---------- Provided material ----------
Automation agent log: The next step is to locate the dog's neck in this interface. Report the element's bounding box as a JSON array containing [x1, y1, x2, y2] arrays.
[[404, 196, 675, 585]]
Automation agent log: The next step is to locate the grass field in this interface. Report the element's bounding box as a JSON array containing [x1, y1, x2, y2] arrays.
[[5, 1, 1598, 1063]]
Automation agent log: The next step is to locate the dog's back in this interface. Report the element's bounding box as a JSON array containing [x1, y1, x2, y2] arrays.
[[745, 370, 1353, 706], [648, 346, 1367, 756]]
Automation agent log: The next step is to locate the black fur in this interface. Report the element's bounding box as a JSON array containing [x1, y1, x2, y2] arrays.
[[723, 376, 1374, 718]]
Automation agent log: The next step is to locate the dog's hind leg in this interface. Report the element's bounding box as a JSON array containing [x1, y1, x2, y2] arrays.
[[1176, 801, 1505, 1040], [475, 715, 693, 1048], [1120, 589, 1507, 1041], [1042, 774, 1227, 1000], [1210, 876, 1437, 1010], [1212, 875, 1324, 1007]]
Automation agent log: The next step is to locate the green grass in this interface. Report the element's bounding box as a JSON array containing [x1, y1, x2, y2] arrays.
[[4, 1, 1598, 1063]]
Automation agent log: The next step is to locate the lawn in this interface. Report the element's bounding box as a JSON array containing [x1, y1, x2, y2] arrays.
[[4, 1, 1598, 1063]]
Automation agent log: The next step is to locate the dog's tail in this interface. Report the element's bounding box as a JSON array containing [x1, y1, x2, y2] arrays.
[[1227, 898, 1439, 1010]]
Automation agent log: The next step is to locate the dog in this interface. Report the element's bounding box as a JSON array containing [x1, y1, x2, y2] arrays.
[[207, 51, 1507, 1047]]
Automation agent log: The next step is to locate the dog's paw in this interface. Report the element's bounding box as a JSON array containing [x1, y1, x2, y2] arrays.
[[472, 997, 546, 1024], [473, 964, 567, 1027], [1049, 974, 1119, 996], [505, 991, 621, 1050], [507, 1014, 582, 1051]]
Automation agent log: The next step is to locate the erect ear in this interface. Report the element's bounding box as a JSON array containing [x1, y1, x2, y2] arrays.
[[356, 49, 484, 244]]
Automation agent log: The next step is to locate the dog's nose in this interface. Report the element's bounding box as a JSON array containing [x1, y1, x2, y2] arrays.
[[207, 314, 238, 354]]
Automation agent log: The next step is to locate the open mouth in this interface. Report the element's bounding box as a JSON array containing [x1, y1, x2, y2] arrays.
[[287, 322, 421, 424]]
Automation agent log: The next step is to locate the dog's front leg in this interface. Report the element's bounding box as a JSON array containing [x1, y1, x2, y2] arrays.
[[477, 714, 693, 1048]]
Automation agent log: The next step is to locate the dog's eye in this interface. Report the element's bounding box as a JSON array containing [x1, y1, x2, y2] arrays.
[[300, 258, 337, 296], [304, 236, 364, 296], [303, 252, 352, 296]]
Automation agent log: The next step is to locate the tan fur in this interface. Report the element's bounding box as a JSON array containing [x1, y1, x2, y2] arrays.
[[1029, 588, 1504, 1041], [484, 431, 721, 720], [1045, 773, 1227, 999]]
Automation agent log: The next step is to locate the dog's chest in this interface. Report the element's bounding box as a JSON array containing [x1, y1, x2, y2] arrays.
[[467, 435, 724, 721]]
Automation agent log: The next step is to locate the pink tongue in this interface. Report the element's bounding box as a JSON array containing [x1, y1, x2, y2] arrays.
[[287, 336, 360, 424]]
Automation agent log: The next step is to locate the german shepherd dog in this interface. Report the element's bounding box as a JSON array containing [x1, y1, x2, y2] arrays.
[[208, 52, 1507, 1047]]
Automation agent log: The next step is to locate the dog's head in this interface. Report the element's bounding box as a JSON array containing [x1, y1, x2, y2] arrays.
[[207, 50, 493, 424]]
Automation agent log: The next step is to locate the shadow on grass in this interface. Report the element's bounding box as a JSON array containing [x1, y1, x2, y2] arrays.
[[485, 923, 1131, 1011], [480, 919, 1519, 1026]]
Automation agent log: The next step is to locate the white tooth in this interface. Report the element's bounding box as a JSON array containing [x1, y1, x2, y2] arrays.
----------
- **Task directions**
Now repeat the data exactly, keeping every line.

- **Exercise solution**
Automation agent log: The next step is to locate the dog's neck in this interface. Report the element's bounding box as a JSON array containing [x1, y1, x2, y2] arrays.
[[404, 196, 675, 585]]
Automation agent log: The next step is to locate the grass field in this interface. Report the element's bounding box as a JSON array containing [x1, y1, x2, y2] arrays.
[[5, 1, 1598, 1063]]
Automation agent log: The next step is to locate the dog's back in this interface. Report the element's bounding box as a JSON array containing [x1, y1, x2, y2] arrays.
[[745, 370, 1353, 706], [648, 346, 1367, 756]]
Automation agent log: The next step is to locate the black fur in this interface. Report the element's bounding box as a JSON array containing [x1, y1, x2, y2] arrays.
[[723, 376, 1374, 718]]
Automation agent log: The next step is to locate the dog's hind leg in this interface. Report the element's bounding box as a JSON array containing [x1, y1, x2, y2] arrays.
[[1176, 801, 1505, 1040], [475, 715, 693, 1048], [1120, 589, 1507, 1041], [1042, 774, 1227, 1000], [1210, 876, 1437, 1010], [1212, 875, 1324, 1007]]
Automation agent log: The next step is to locate the green grass in this interface. Report the element's bounding box as a JSON array containing [x1, y1, x2, y2] arrays.
[[4, 1, 1598, 1063]]
Automation agent log: The next step is to locate the lawn in this interface. Report the element's bounding box as a JSON array containing [x1, y1, x2, y2] arrays.
[[4, 1, 1598, 1063]]
Automation agent log: The next step is to locate the dog's tail in this interface. Report the element's bounding box as a JSON array containing [x1, y1, x2, y2] arrays.
[[1227, 898, 1439, 1010]]
Automation agent log: The next step is to locate the dog in this interface. Report the element's bounding box as a JSON array containing [x1, y1, x2, y2] arrays.
[[207, 51, 1507, 1047]]
Automation agent log: The next step is to locate the dog's paw in this interface. Report the element's bounding box as a JSON array containing [x1, y1, x2, y2] arrays.
[[472, 997, 546, 1024], [473, 964, 567, 1027], [1049, 974, 1119, 996], [505, 991, 621, 1050], [507, 1014, 582, 1051]]
Automation agent log: The next step is to locate the erect ear in this interface. Report the element's bounding box as a JSON array containing [x1, y1, x2, y2] arrays.
[[356, 49, 484, 244]]
Automation agent log: The next step is to locate the dog's nose in this interface. Report the element's bounding box as a JSON array containing [x1, y1, x2, y2] arrays.
[[207, 314, 238, 354]]
Automation agent log: The next step is to locate the open mouth in this interface. Report the element's bounding box as a JSON array containing [x1, y1, x2, y2] arrays.
[[287, 322, 421, 424]]
Automation agent log: The next step is to locate the dog's front leg in this interface. Report the element's bounding box as a JSON array containing [x1, y1, x2, y2] arrays.
[[477, 714, 693, 1048]]
Automation agent log: The next step is to locate the dog's eye in this interface. Report the element's bounding box as a JSON array containing [x1, y1, x2, y2] arrays.
[[300, 258, 337, 296], [304, 236, 364, 296], [303, 252, 352, 296]]
Automation agent log: The next step is to locate the tan fur in this interface. Report the element's bounding box as a JSON array containing [x1, y1, x2, y2] arrays.
[[1029, 588, 1504, 1041], [484, 431, 721, 720], [1045, 773, 1227, 999]]
Automation agent log: The next step is to locate the dog's chest in this interface. Report the element's bounding box as a JSON array containing [x1, y1, x2, y2] arrays.
[[467, 435, 724, 721]]
Automation agent log: The next step is to locate the pink tongue in this interface. Report the element's bounding box as a JSON array containing [x1, y1, x2, y2] arrays.
[[287, 336, 360, 424]]
Automation agent log: The next step is to locate the german shepherd dog in this interface. Report the element's bounding box as a JSON array containing [x1, y1, x2, y2] arrays.
[[208, 52, 1507, 1047]]
Automation agent log: The next step is to locate the dog's head in this interface. Report the element's bounding box as a JSON array containing [x1, y1, x2, y2] arrays.
[[207, 50, 493, 424]]
Automation agent log: The next step is to locate the shadow on grass in this interface. Report the element's bounding box as a JSON array containing [x1, y1, x2, y2] arrays.
[[485, 923, 1131, 1011], [480, 919, 1519, 1026]]
Automation agent log: The next step is to locate the white tooth in this interface. Report the element's bounding box as a JSON array containing [x1, y1, x2, y2] arrays.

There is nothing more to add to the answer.